Provided text -
__________

Real-world datasets rarely arrive in a perfectly structured format suitable for analysis.

Common issues include:

  • Missing values
  • Incorrect data types
  • Duplicated records
  • Inconsistent formatting
  • Wide tables that need to be normalized
  • Columns containing multiple values

Cleaning ensures data accuracy, while reshaping ensures data structure fits analytical needs.

flowchart LR
A[Raw Data] --> B[Data Cleaning]
B --> C[Data Reshaping/optional/]
C --> D[Structured Analytical Dataset]
D --> E[Visualization & Analysis]


Data Cleaning in Tableau

Data cleaning focuses on improving data quality before performing analysis.

Tableau allows several cleaning operations directly inside the Data Source page or through Calculated Fields.


Handling Missing Values (NULL Values)

Missing values are one of the most common problems in datasets.
NULL values may represent missing records, unavailable information, or incomplete data collection.

Common approaches to handle NULL values include:

  • Replace NULL values with a default value
  • Filter out rows containing NULL values
  • Use calculated fields to define fallback values

Example calculation replacing NULL revenue with zero:

IFNULL([Revenue],0)

Another common approach:

ZN([Revenue])

ZN() converts NULL numeric values to zero, which is often useful in financial analysis.


Correcting Data Types

Each field in Tableau has a data type such as:

  • String
  • Number
  • Date
  • Boolean
  • Geographic

Incorrect data types can lead to incorrect aggregations or calculation errors.

Common corrections include:

  • Converting strings to numeric values
  • Converting strings to date values
  • Changing dimensions to measures

Example converting a field to a date:

DATE([Order Date])

Example converting a string to a number:

INT([Customer Age])

__________

Written problem 1 - According to the Tableau data cleaning text, why do incorrect data types need to be corrected? Answer in one to three sentences.
The text and the records are unrelated to each other.

__________

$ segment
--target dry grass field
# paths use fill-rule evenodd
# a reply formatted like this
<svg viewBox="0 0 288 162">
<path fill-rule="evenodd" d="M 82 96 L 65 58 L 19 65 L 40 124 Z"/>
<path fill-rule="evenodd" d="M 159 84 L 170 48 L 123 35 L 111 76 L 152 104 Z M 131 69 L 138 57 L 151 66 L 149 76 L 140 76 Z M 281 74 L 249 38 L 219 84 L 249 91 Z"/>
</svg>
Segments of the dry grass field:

__________

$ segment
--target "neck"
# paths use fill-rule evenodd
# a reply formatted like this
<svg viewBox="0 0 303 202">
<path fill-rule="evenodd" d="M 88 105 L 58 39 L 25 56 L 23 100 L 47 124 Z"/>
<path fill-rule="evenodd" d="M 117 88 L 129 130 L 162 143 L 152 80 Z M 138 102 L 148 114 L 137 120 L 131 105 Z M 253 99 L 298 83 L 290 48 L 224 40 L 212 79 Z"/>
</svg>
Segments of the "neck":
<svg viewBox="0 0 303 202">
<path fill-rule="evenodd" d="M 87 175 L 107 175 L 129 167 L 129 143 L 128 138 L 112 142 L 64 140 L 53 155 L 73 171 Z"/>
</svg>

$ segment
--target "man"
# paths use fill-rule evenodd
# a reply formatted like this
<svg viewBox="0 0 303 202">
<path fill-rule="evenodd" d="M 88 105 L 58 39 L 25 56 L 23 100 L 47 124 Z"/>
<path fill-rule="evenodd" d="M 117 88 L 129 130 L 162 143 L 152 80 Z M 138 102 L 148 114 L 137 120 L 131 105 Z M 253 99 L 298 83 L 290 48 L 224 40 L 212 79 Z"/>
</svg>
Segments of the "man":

__________

Written problem 2 - How many lines of the records contain the string "Segments"? Give only the number.

Task answer 1 - Incorrect data types can lead to incorrect aggregations or calculation errors. Common corrections include converting strings to numeric or date values and changing dimensions to measures.

Task answer 2 - 3